== Data provided ==
• • • •
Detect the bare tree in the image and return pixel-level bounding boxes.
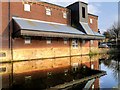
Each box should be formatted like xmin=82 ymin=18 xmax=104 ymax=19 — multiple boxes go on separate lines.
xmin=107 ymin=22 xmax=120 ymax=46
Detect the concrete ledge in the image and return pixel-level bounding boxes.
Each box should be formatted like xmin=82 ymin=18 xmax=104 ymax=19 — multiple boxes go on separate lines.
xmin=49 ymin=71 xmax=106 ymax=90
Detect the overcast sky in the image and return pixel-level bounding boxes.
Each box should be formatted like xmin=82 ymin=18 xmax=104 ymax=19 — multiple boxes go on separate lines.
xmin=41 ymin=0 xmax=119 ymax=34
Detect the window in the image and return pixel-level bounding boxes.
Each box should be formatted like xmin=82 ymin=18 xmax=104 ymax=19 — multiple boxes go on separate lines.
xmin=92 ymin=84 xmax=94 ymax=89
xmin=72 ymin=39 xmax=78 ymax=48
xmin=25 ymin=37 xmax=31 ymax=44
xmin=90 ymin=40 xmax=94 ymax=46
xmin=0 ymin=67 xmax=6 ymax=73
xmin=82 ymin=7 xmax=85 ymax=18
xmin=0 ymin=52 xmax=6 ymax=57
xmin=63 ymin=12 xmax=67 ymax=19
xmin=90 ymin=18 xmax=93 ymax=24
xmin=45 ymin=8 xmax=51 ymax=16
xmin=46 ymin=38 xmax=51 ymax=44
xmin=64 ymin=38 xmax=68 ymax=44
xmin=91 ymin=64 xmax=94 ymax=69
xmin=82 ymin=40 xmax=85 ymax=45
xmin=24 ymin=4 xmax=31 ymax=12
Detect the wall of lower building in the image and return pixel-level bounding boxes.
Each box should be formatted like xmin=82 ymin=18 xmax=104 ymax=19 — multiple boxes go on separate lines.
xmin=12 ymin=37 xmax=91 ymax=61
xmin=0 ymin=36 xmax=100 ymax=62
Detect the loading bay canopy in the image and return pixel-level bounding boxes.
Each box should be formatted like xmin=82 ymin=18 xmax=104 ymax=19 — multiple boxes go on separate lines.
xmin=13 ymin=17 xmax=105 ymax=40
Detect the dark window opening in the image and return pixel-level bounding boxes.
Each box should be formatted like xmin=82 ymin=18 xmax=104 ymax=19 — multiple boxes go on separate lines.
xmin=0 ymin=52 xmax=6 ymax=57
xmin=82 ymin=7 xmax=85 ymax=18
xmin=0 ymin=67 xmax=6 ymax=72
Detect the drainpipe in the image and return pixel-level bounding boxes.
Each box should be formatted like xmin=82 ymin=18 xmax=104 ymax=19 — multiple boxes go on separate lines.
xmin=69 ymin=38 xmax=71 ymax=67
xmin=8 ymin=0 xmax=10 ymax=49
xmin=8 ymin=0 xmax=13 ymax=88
• • • •
== Description of the task ==
In your copy, exclude the pictures and repeat each entry above exactly.

== Exercise solution ==
Detect the bare tree in the image and return pixel-level bounding boxes.
Each box should be formatted like xmin=82 ymin=18 xmax=104 ymax=19 — multiple boxes go on separate lines.
xmin=107 ymin=22 xmax=120 ymax=46
Detect the concrete ledge in the image and return pixel-level bounding boxes.
Each box should be formatted like xmin=82 ymin=18 xmax=104 ymax=19 — multiple boxes go on separate lines.
xmin=49 ymin=71 xmax=106 ymax=90
Detect the overcast sky in the image and return pixel-level bounding boxes.
Each box should be formatted like xmin=82 ymin=18 xmax=104 ymax=19 — multiple boxes go on separate lines.
xmin=41 ymin=0 xmax=119 ymax=34
Detect the window in the image and return pixel-level bounding boxes.
Each box should be formatted like xmin=82 ymin=18 xmax=104 ymax=19 — multiple boxes go on separate lines.
xmin=92 ymin=84 xmax=94 ymax=89
xmin=72 ymin=39 xmax=78 ymax=48
xmin=25 ymin=37 xmax=31 ymax=44
xmin=90 ymin=40 xmax=94 ymax=46
xmin=0 ymin=67 xmax=6 ymax=73
xmin=82 ymin=7 xmax=85 ymax=18
xmin=0 ymin=52 xmax=6 ymax=57
xmin=63 ymin=12 xmax=67 ymax=19
xmin=90 ymin=18 xmax=93 ymax=24
xmin=45 ymin=8 xmax=51 ymax=16
xmin=46 ymin=38 xmax=51 ymax=44
xmin=64 ymin=38 xmax=68 ymax=44
xmin=91 ymin=64 xmax=94 ymax=69
xmin=82 ymin=40 xmax=85 ymax=45
xmin=24 ymin=4 xmax=31 ymax=12
Detect the wall of lower building in the image and return pixel-level bounding boxes.
Each box should be formatted like xmin=82 ymin=18 xmax=104 ymax=19 — multiple boxes go on separate lines.
xmin=12 ymin=37 xmax=91 ymax=61
xmin=0 ymin=36 xmax=100 ymax=62
Detect the loading bay canopy in the image and return pixel-level bounding boxes.
Each box should be formatted like xmin=82 ymin=18 xmax=104 ymax=19 — multiple boxes go on separate lines.
xmin=13 ymin=17 xmax=105 ymax=40
Detect the dark window opening in the image and return pixel-level bounding boxes.
Each box should be formatted like xmin=82 ymin=18 xmax=104 ymax=19 — multiple boxes go on separate lines.
xmin=0 ymin=52 xmax=6 ymax=57
xmin=82 ymin=7 xmax=85 ymax=18
xmin=0 ymin=67 xmax=6 ymax=72
Detect the drainpipe in the image and return pixel-level bounding boxes.
Each box should be formatted like xmin=82 ymin=18 xmax=104 ymax=19 — multiple boxes go on separate lines.
xmin=69 ymin=38 xmax=71 ymax=67
xmin=8 ymin=0 xmax=10 ymax=49
xmin=8 ymin=0 xmax=13 ymax=88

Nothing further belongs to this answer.